* Task description
Your answer should hold exactly the lines from the one with "Task: Locate the holster" through the final line of the data below, reproduced as written.

* Input records

- - - - - - -

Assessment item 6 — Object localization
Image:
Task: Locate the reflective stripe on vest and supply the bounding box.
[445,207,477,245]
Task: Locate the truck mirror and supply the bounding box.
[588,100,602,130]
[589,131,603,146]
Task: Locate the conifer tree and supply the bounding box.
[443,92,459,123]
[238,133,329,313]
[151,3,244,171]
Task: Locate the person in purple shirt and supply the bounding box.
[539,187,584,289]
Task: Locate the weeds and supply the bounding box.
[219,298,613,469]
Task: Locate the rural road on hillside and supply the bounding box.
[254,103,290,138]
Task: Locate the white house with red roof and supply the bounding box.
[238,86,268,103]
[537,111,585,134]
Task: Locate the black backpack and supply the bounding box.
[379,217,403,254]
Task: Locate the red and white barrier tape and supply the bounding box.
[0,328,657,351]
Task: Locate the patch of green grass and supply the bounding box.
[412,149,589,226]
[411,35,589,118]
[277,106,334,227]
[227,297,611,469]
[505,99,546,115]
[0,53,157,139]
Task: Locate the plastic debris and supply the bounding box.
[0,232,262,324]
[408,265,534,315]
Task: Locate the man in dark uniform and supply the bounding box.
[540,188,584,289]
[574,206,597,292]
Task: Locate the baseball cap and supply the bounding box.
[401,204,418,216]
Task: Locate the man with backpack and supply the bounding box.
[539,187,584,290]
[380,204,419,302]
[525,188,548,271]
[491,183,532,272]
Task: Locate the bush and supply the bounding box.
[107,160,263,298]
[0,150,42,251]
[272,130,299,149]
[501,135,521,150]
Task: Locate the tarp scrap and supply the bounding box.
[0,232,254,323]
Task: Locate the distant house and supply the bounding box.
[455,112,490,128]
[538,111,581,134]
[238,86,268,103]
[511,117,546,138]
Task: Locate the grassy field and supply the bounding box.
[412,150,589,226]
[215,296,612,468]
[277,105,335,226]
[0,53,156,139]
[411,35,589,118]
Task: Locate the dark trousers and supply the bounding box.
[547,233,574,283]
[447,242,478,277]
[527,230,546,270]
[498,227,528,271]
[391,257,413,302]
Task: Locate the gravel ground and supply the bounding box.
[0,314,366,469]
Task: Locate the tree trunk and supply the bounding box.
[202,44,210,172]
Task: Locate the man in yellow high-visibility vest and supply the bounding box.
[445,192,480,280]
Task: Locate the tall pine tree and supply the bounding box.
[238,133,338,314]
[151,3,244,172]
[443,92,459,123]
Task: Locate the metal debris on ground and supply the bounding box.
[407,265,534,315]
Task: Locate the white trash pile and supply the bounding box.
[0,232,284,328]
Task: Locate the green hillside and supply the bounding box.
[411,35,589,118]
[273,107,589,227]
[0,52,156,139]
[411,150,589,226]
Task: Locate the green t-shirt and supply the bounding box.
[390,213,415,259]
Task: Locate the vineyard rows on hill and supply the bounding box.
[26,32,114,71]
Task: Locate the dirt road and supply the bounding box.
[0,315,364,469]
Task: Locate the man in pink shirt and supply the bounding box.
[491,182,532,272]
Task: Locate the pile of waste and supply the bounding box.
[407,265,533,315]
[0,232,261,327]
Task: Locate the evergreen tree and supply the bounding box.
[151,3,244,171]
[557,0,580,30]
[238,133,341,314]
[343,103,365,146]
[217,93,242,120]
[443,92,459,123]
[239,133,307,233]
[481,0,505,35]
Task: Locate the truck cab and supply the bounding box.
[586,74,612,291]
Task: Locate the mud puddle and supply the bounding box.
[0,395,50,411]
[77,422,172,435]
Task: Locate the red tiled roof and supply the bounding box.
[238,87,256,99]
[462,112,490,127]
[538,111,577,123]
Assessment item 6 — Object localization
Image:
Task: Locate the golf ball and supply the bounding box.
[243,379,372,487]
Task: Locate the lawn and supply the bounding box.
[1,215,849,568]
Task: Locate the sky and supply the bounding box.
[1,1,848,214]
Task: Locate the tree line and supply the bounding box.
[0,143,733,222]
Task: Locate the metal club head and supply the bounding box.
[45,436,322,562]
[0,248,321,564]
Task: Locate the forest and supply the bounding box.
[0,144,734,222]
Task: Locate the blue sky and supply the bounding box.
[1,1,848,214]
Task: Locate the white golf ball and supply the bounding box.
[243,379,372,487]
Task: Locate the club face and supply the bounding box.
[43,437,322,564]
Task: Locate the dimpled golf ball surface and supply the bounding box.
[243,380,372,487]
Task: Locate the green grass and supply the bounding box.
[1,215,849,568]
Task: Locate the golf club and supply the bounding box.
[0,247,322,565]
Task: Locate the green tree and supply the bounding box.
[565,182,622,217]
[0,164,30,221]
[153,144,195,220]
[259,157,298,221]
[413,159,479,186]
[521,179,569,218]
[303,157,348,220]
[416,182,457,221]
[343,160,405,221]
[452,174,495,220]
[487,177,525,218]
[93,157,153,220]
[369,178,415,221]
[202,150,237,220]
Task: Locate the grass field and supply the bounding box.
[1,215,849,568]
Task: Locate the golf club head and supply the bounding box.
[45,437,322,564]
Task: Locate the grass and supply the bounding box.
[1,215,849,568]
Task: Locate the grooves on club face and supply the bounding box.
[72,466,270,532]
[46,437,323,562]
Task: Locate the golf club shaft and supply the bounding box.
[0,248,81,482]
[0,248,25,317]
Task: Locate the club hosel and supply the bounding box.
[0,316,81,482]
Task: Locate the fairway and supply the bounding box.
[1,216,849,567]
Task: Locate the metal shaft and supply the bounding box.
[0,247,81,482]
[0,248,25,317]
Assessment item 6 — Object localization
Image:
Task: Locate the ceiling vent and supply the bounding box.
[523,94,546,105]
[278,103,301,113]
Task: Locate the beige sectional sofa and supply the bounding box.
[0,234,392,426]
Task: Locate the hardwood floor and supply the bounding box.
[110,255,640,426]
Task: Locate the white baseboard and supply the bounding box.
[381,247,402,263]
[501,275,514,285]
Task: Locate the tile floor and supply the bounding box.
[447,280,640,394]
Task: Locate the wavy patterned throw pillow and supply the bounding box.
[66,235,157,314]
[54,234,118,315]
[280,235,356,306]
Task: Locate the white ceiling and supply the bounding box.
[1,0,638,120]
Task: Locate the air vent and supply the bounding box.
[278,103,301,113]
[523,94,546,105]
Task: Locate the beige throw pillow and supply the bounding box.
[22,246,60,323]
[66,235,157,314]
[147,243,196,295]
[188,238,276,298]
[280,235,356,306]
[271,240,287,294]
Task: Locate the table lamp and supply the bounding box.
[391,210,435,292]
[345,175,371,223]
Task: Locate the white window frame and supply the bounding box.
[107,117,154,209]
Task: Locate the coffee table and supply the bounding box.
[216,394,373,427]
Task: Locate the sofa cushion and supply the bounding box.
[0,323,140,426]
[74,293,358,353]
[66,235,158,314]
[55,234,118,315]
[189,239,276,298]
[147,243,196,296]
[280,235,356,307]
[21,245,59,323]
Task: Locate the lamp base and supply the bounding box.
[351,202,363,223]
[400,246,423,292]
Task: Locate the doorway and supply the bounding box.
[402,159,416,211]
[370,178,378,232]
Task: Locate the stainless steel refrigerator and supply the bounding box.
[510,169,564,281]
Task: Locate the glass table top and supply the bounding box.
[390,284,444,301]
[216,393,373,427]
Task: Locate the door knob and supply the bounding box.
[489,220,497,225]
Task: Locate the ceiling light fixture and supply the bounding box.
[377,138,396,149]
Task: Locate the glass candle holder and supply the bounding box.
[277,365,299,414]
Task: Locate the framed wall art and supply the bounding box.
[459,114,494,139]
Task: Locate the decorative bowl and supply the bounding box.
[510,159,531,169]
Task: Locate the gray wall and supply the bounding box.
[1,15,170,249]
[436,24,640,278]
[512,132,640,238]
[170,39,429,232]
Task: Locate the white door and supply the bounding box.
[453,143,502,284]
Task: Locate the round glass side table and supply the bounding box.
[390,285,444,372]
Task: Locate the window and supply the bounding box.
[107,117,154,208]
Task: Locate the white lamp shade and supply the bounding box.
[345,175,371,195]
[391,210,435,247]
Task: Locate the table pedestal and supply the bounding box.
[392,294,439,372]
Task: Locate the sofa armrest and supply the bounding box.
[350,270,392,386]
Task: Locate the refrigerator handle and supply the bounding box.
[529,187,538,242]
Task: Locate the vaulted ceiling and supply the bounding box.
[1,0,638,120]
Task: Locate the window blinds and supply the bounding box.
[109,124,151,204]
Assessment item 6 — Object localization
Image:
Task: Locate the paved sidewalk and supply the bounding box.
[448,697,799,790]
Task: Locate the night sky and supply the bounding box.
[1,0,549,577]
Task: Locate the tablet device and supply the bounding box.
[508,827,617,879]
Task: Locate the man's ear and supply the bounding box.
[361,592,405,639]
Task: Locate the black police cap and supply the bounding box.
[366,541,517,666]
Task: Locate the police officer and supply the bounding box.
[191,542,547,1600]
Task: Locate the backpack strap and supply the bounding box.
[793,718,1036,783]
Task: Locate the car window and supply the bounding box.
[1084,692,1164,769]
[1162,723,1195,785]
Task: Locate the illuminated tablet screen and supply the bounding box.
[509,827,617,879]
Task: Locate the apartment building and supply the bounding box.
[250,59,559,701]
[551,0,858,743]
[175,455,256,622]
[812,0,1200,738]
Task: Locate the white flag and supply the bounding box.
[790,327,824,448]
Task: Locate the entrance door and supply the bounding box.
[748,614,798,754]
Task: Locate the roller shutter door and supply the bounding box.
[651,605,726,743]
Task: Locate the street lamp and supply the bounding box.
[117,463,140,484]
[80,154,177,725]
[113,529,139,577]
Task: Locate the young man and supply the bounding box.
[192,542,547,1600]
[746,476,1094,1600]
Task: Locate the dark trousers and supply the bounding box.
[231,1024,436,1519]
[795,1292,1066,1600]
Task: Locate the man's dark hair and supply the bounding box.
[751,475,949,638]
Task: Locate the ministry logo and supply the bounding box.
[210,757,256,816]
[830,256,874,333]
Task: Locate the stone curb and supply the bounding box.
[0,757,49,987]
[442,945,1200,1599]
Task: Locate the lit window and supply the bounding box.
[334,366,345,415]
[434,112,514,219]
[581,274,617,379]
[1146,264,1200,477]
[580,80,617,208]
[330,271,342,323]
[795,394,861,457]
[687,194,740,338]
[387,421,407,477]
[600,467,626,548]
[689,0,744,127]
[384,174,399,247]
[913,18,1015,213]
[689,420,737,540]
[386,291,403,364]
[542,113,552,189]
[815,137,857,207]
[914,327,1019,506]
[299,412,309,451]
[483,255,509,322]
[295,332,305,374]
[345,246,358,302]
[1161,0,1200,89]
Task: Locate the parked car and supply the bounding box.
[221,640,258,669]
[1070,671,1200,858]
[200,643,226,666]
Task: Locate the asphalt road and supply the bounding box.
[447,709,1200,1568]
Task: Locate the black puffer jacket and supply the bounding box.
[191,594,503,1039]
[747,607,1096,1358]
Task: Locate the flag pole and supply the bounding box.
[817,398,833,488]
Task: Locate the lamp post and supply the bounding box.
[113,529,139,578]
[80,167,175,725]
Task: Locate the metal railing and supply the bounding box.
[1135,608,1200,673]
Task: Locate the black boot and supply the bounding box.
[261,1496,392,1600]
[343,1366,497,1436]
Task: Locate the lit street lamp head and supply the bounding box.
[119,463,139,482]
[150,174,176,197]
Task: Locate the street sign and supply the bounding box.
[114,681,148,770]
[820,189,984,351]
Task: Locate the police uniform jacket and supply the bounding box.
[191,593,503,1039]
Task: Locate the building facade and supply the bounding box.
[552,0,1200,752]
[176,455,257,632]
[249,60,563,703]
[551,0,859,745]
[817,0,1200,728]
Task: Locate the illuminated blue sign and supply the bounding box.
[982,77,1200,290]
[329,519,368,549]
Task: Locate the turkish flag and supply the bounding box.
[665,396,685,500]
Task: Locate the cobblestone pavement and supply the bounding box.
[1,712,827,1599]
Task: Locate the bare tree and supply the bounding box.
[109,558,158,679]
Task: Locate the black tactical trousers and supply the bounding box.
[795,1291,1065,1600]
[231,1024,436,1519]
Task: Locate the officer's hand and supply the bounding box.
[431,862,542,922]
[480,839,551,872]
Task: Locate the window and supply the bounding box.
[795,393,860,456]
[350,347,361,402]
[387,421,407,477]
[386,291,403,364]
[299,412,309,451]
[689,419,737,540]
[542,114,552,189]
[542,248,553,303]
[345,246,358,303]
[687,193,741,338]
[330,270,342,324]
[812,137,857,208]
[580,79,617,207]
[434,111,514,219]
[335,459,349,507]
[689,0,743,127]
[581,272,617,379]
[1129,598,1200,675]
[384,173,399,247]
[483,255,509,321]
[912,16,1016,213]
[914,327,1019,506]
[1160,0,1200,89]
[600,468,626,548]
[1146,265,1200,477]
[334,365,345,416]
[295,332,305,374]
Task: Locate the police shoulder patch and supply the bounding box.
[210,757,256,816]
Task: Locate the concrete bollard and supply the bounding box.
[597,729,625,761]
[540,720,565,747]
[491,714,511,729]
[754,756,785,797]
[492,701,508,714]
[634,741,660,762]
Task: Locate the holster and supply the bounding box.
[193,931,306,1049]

- - - - - - -

* Solution below
Task: Locate the holster and supply the bounding box.
[193,931,306,1049]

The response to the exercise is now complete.